• WHAT IS EXPECTED
Only lines with the string "mountain" are wanted. Pull them out of the data.

====== SUPPLIED RECORDS ======

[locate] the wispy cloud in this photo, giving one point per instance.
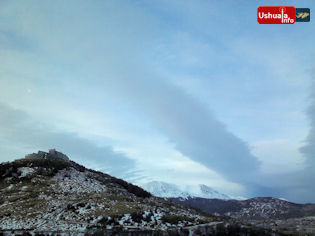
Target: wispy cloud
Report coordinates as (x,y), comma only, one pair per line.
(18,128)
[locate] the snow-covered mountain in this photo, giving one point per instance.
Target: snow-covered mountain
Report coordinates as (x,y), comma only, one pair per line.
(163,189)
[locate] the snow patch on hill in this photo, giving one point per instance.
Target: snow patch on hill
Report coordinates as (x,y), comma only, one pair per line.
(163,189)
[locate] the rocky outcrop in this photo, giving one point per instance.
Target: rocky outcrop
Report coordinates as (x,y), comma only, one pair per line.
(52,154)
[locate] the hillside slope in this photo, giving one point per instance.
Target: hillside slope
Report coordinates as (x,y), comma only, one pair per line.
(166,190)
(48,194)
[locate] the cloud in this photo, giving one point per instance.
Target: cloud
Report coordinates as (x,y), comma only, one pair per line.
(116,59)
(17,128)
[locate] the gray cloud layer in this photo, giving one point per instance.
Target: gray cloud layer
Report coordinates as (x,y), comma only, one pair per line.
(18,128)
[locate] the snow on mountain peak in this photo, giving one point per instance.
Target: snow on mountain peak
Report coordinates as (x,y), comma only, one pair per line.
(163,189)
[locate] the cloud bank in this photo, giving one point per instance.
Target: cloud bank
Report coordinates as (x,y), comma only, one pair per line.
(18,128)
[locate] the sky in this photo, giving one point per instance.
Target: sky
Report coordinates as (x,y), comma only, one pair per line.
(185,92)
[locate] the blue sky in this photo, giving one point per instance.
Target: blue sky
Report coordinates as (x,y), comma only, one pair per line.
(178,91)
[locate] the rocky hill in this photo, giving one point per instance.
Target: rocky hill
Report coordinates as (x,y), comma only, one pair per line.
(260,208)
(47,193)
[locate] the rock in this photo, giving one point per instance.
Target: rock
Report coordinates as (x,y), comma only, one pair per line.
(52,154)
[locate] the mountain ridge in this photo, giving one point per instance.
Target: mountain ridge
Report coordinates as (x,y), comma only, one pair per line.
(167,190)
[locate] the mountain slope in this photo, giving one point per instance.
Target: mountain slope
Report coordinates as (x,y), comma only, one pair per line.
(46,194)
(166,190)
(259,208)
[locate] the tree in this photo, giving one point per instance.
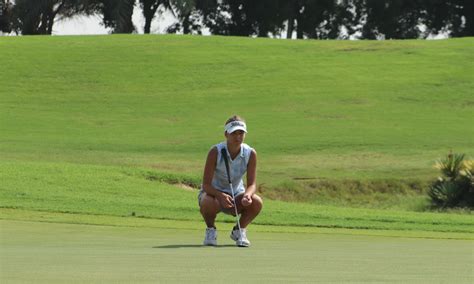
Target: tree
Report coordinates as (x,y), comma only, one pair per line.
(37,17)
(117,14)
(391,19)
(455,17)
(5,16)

======

• SOLUTION FOR THIS EXERCISE
[locate] the snow-covered mountain in this photo, giving one point per instance.
Target: snow-covered mountain
[locate] the snow on mountain peak in this photo, giving one point per instance.
Target: snow on mountain peak
[locate] the mountain ridge in this photo, giving one point per instance.
Target: mountain ridge
[locate] the mountain slope in this photo, giving one point per instance.
Target: mountain slope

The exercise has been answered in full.